In [None]:
# default_exp tabular

# tabular

> Methods for the tabular models, including data preperation and model prediction

In [None]:
#hide
from nbdev.showdoc import *

In [None]:
#export
import numpy as np
import onnxruntime as ort

For an example we'll use the first five rows of the `ADULT_SAMPLE` dataset, which I have converted to a `NumPy` array below:

In [None]:
#slow
import pandas as pd
df = pd.read_csv('/home/ml1/.fastai/data/adult_sample/adult.csv')
df = df.head().to_numpy()

For procs we will use the same ones from training a model:

* Note: we have to load in  `Categorize` to have `np.nan` as an index to work properly. This is done automatically later

In [None]:
#slow
import pickle
with open('procs.pkl', 'rb') as handle:
    procs = pickle.load(handle)
    for proc in procs['Categorize']:
        procs['Categorize'][proc][np.nan] = 0 # we can't pickle np.nan

In [None]:
#export
def FillMissing(arr, procs):
    "Fills in missing data in `conts` and potentially generates a new categorical column"
    for idx, name in procs['Inputs']['conts'].items():
        if name in procs['FillMissing']['na_dict'].keys():
            nan = np.argwhere(arr[:,idx]!=arr[:,idx])
            arr[:,idx][nan] = procs['FillMissing']['na_dict'][name]
        if procs['FillMissing']['add_col']:
            arr = np.append(arr, np.expand_dims(arr[:,4]==arr[:,4],1), 1)
    return arr

In [None]:
show_doc(FillMissing)

<h4 id="FillMissing" class="doc_header"><code>FillMissing</code><a href="__main__.py#L2" class="source_link" style="float:right">[source]</a></h4>

> <code>FillMissing</code>(**`arr`**, **`procs`**)

Fills in missing data in `conts` and potentially generates a new categorical column

`arr` is expected to be a `NumPy` array, while `procs` should be the pre-processing dictionary exported after training

In [None]:
#slow
df[0]

array([49, ' Private', 101320, ' Assoc-acdm', 12.0, ' Married-civ-spouse',
       nan, ' Wife', ' White', ' Female', 0, 1902, 40, ' United-States',
       '>=50k'], dtype=object)

▶ _EXCERPTED RECORDS_:
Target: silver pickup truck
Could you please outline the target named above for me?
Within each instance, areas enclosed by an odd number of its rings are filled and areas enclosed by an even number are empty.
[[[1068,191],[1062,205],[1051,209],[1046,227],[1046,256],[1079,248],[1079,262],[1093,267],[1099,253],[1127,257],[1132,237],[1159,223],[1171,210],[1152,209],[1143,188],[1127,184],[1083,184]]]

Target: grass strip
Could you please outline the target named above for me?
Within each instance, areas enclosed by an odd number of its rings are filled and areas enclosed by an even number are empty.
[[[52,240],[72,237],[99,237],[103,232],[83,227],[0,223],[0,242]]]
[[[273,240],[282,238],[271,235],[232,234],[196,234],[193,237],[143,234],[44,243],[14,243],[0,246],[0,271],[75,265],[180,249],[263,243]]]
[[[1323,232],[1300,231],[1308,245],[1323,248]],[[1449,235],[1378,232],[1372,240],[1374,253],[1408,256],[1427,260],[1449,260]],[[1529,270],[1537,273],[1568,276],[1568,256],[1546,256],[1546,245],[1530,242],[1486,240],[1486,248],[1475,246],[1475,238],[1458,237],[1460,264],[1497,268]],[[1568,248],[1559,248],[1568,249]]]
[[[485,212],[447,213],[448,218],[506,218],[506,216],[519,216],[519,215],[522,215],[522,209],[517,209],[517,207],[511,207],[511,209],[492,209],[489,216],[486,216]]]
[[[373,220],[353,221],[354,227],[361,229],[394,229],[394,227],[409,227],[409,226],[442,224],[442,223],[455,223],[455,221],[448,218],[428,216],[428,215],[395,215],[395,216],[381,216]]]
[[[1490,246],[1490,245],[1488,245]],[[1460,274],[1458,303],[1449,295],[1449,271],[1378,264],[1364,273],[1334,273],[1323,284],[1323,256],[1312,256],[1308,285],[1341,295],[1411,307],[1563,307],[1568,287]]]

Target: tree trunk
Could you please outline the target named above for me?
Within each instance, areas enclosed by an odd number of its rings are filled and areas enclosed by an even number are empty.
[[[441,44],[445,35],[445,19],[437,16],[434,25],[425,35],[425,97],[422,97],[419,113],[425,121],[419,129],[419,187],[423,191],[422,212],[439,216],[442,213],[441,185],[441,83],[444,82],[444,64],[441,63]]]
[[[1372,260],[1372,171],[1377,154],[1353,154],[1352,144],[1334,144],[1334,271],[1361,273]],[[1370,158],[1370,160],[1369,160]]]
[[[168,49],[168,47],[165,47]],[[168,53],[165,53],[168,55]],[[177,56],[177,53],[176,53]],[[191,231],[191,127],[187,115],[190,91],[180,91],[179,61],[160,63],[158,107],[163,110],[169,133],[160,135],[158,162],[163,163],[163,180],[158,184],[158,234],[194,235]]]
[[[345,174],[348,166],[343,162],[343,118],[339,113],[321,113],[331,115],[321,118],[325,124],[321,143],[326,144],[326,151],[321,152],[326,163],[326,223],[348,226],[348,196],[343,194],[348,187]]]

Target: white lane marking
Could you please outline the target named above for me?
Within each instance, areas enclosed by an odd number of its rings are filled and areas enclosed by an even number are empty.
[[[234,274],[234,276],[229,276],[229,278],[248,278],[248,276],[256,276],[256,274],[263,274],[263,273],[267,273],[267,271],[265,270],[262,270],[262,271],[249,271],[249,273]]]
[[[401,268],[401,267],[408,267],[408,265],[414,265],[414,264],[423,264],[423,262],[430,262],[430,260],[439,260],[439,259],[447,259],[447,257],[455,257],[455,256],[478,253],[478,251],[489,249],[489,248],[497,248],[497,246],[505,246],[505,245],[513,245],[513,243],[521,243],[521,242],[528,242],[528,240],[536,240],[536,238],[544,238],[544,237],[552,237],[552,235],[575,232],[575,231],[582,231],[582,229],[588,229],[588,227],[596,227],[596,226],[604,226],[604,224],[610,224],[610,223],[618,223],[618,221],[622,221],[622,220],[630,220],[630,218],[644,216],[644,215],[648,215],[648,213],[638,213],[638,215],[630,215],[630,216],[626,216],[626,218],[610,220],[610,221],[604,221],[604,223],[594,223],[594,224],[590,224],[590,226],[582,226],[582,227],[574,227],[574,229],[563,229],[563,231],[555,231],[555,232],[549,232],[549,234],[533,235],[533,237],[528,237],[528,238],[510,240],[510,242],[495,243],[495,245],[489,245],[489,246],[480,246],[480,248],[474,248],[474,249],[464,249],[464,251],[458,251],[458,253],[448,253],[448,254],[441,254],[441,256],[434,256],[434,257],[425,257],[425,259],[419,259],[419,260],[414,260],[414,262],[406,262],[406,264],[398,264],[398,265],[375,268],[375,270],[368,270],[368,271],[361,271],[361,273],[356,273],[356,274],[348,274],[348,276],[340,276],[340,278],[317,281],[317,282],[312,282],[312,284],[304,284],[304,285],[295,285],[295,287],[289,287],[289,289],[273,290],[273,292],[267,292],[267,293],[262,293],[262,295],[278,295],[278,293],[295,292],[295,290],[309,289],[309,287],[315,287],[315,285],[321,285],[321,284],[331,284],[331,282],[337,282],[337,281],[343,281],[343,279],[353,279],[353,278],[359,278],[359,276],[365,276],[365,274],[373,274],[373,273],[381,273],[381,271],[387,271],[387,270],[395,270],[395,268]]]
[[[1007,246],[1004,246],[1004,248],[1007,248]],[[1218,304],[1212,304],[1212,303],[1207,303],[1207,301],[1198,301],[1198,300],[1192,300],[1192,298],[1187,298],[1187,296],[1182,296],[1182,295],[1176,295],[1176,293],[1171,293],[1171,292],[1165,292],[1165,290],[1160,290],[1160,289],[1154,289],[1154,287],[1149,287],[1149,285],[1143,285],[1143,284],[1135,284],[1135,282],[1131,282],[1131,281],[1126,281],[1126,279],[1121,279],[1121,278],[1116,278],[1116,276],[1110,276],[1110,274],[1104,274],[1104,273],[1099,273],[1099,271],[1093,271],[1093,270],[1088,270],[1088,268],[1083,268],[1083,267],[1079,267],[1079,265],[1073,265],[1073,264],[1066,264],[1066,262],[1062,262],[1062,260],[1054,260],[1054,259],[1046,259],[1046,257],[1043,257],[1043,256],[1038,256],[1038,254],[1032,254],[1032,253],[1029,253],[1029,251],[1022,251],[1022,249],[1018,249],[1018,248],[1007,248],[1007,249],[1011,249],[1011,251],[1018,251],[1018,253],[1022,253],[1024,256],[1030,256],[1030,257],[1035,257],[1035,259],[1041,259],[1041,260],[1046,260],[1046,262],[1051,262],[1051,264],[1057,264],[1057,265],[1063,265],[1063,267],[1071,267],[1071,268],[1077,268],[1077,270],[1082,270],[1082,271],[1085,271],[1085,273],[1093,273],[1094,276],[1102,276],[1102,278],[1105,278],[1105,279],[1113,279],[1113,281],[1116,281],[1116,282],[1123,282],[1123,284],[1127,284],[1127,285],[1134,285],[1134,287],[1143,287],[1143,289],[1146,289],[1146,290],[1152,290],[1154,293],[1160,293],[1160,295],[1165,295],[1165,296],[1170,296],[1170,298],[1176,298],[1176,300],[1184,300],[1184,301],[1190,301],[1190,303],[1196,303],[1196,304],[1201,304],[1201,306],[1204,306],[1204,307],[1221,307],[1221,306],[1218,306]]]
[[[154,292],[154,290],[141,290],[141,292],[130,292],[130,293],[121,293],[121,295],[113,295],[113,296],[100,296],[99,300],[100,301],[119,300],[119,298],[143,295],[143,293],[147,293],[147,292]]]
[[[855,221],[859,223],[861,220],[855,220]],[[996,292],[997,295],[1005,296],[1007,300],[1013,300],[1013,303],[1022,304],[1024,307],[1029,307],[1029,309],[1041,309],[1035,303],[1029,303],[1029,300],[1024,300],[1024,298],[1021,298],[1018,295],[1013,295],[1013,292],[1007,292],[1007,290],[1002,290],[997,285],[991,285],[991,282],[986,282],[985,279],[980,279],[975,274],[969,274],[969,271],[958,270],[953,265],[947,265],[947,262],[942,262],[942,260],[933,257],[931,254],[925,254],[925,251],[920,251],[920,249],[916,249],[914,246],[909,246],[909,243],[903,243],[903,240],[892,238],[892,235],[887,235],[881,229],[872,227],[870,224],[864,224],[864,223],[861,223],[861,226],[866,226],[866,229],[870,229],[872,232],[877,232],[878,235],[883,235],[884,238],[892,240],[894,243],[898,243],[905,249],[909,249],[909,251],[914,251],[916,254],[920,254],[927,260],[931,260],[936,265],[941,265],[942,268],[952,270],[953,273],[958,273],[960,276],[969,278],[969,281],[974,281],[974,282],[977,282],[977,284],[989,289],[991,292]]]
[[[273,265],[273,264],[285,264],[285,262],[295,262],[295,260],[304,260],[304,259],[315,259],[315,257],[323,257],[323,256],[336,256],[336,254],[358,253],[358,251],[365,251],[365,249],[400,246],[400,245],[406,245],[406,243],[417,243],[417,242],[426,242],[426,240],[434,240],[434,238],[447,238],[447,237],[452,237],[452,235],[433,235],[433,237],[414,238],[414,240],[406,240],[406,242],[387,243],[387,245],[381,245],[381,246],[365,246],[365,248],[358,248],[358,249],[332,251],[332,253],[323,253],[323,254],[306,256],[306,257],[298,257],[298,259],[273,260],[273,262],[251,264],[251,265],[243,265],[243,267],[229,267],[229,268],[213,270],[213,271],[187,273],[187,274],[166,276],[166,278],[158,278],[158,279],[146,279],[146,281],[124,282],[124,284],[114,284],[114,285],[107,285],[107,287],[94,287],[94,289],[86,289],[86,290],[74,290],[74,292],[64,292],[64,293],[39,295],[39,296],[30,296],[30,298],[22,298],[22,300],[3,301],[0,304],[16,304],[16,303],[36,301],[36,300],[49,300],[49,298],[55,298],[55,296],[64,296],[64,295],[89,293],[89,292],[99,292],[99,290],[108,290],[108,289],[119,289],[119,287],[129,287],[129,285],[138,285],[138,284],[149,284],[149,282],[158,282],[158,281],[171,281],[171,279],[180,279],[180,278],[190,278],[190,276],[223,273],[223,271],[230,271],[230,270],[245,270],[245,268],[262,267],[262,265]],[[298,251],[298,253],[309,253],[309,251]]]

▶ _TASK INSTRUCTIONS_: Reproduce the section of the tabular-methods notebook starting with "for idx, name" and going on through "show_doc(FillMissing)", character for character.

▶ _EXERCISE SOLUTION_:
for idx, name in procs['Inputs']['conts'].items():
        if name in procs['FillMissing']['na_dict'].keys():
            nan = np.argwhere(arr[:,idx]!=arr[:,idx])
            arr[:,idx][nan] = procs['FillMissing']['na_dict'][name]
        if procs['FillMissing']['add_col']:
            arr = np.append(arr, np.expand_dims(arr[:,4]==arr[:,4],1), 1)
    return arr

In [None]:
show_doc(FillMissing)